**The exercise:**
Turn every line of the records below into a numbered list, leaving out any blank lines.

**Data entries:**
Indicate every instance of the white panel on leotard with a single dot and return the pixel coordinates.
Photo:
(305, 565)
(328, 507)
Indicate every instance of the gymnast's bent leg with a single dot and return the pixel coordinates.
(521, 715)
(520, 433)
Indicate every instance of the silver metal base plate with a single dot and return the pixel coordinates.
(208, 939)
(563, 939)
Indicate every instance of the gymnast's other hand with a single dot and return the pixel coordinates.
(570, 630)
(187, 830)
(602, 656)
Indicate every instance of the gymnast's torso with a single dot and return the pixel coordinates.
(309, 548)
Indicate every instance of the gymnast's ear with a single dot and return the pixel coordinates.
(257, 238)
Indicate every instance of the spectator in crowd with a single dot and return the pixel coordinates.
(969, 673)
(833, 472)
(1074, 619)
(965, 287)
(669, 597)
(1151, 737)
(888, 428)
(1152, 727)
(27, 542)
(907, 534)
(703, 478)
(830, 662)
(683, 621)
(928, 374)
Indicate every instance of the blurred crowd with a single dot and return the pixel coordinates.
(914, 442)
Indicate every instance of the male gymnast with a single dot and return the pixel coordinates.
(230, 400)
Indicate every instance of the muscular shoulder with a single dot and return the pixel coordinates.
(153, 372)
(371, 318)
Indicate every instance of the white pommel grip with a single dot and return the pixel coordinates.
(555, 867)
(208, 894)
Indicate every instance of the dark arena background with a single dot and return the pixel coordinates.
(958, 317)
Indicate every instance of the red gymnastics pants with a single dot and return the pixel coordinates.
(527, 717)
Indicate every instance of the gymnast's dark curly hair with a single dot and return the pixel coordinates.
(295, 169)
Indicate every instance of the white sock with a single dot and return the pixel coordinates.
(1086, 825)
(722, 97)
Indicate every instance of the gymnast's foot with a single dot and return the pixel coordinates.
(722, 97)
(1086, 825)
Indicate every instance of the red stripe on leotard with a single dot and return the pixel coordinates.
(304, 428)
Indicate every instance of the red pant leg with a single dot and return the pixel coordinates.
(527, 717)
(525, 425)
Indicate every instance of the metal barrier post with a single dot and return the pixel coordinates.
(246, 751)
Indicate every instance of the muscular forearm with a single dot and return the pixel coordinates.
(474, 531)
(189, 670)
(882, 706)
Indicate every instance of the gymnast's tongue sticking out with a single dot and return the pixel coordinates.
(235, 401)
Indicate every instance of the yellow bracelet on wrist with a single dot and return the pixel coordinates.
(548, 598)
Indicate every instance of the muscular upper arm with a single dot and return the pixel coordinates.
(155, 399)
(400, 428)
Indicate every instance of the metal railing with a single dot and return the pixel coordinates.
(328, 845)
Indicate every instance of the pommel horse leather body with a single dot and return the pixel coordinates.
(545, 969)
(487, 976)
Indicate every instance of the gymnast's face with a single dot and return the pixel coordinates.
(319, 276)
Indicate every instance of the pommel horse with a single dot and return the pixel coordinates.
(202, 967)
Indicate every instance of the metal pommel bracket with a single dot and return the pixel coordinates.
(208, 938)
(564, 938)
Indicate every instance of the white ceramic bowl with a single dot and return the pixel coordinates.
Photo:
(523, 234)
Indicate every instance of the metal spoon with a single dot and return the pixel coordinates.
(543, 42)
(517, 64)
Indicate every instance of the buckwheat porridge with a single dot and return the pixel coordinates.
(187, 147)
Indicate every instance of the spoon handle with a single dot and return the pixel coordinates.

**Exercise solution:**
1. Indicate every instance of the white panel on leotard with a single dot and return the pixel coordinates.
2. Photo:
3. (305, 565)
4. (328, 507)
5. Indicate every instance of the gymnast's bent leg with a single dot and return the pixel coordinates.
6. (521, 715)
7. (520, 433)
8. Indicate every instance of the silver metal base plate with a single dot and return the pixel coordinates.
9. (208, 939)
10. (563, 939)
11. Indicate every instance of the gymnast's other hand with a single dot and return the pixel coordinates.
12. (570, 630)
13. (187, 830)
14. (602, 656)
15. Indicate every instance of the gymnast's torso with a single dot and return the pixel coordinates.
16. (309, 548)
17. Indicate every instance of the gymnast's ear with a single dot and return the pixel coordinates.
18. (257, 238)
19. Indicate every instance of the spectator in crowd with a single dot and return the pixel coordinates.
20. (969, 673)
21. (833, 472)
22. (1074, 619)
23. (965, 287)
24. (669, 597)
25. (1151, 737)
26. (888, 428)
27. (1152, 727)
28. (27, 542)
29. (907, 534)
30. (703, 478)
31. (830, 662)
32. (683, 621)
33. (928, 374)
34. Indicate every instance of the blurred crowd with a single dot and return the pixel coordinates.
35. (914, 442)
36. Indicate every instance of the male gymnast with a single dot and return the pixel coordinates.
37. (230, 400)
38. Indicate every instance of the muscular shoulder with a single dot and return the pixel coordinates.
39. (153, 372)
40. (371, 318)
41. Indicate every instance of the white pommel grip with a single dot and return the pixel coordinates.
42. (555, 867)
43. (208, 894)
44. Indicate every instance of the dark arena background with a single dot and return the pixel coordinates.
45. (958, 317)
46. Indicate every instance of the red gymnastics pants with a single dot and return the pixel coordinates.
47. (527, 717)
48. Indicate every instance of the gymnast's dark curly hair with a single dot and return the pixel coordinates.
49. (295, 169)
50. Indicate every instance of the white sock with a single dot and return the pixel coordinates.
51. (1086, 825)
52. (722, 97)
53. Indicate every instance of the gymnast's foot with a single dot and return the pixel coordinates.
54. (722, 97)
55. (1086, 825)
56. Indicate every instance of the red stripe on leotard with a single dot and return the pixel coordinates.
57. (304, 428)
58. Indicate every instance of the red pant leg with a single dot and return the pixel coordinates.
59. (527, 717)
60. (525, 425)
61. Indicate every instance of the metal barrier post with a single dot and return the pixel coordinates.
62. (246, 751)
63. Indicate every instance of the muscular forearm with a single dot and return the pixel coordinates.
64. (474, 531)
65. (189, 670)
66. (882, 706)
67. Indicate every instance of the gymnast's tongue sticking out with a single dot and return the pixel coordinates.
68. (235, 401)
69. Indicate every instance of the yellow bracelet on wrist with a single dot and return the pixel coordinates.
70. (548, 598)
71. Indicate every instance of the muscular upper arm with a single dot and return the pixel coordinates.
72. (155, 399)
73. (400, 428)
74. Indicate every instance of the metal railing with a single dot and return the pixel coordinates.
75. (328, 845)
76. Indicate every instance of the pommel horse leather body with a single dot and return the pixel coordinates.
77. (545, 969)
78. (487, 976)
79. Indicate every instance of the gymnast's face with a single dot and return the pixel coordinates.
80. (319, 276)
81. Indicate every instance of the pommel horse with a single dot and return the pixel coordinates.
82. (202, 967)
83. Indicate every instance of the metal pommel bracket with a single dot and return the pixel coordinates.
84. (208, 938)
85. (564, 938)
86. Indicate every instance of the white ceramic bowl with a single dot and return the pixel coordinates.
87. Photo:
88. (523, 234)
89. Indicate every instance of the metal spoon with a single dot and return the pixel coordinates.
90. (543, 42)
91. (517, 64)
92. Indicate every instance of the buckwheat porridge with a single dot and return the pixel coordinates.
93. (187, 147)
94. Indicate every instance of the spoon handle with a single dot and return the pixel coordinates.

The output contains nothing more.